----- DATA SECTION

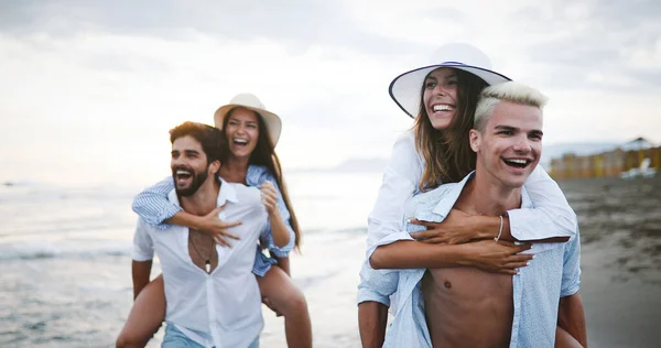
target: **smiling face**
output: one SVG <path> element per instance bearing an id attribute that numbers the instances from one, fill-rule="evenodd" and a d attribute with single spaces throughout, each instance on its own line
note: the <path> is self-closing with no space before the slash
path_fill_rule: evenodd
<path id="1" fill-rule="evenodd" d="M 259 140 L 258 115 L 241 107 L 231 110 L 227 116 L 225 134 L 234 157 L 250 157 Z"/>
<path id="2" fill-rule="evenodd" d="M 180 196 L 192 196 L 209 176 L 209 163 L 202 144 L 191 135 L 172 143 L 170 167 L 174 188 Z"/>
<path id="3" fill-rule="evenodd" d="M 424 79 L 422 102 L 432 127 L 446 129 L 456 117 L 458 77 L 452 68 L 437 68 Z"/>
<path id="4" fill-rule="evenodd" d="M 540 108 L 498 102 L 484 129 L 470 130 L 476 171 L 485 171 L 508 188 L 523 186 L 542 155 L 542 124 Z"/>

----------

*PROBLEM:* Reproduce the listing above, substituting "laughing face" for "smiling face" and leaving everything else unchanged. Leave the pictures out.

*EXERCISE RESULT:*
target: **laughing face**
output: one SVG <path> element per instance bearing an id attribute that numbers the instances from one, fill-rule="evenodd" and a d attribute with single spaces throughout, each instance on its own line
note: the <path> is self-closing with no space before the slash
path_fill_rule: evenodd
<path id="1" fill-rule="evenodd" d="M 259 140 L 258 115 L 241 107 L 231 110 L 227 116 L 225 134 L 234 157 L 250 157 Z"/>
<path id="2" fill-rule="evenodd" d="M 180 196 L 192 196 L 209 176 L 209 163 L 202 144 L 191 135 L 172 143 L 170 167 L 174 188 Z"/>
<path id="3" fill-rule="evenodd" d="M 424 79 L 422 102 L 432 127 L 446 129 L 456 117 L 458 77 L 452 68 L 437 68 Z"/>
<path id="4" fill-rule="evenodd" d="M 540 108 L 498 102 L 484 129 L 470 130 L 476 171 L 485 171 L 508 188 L 523 186 L 542 155 L 542 124 Z"/>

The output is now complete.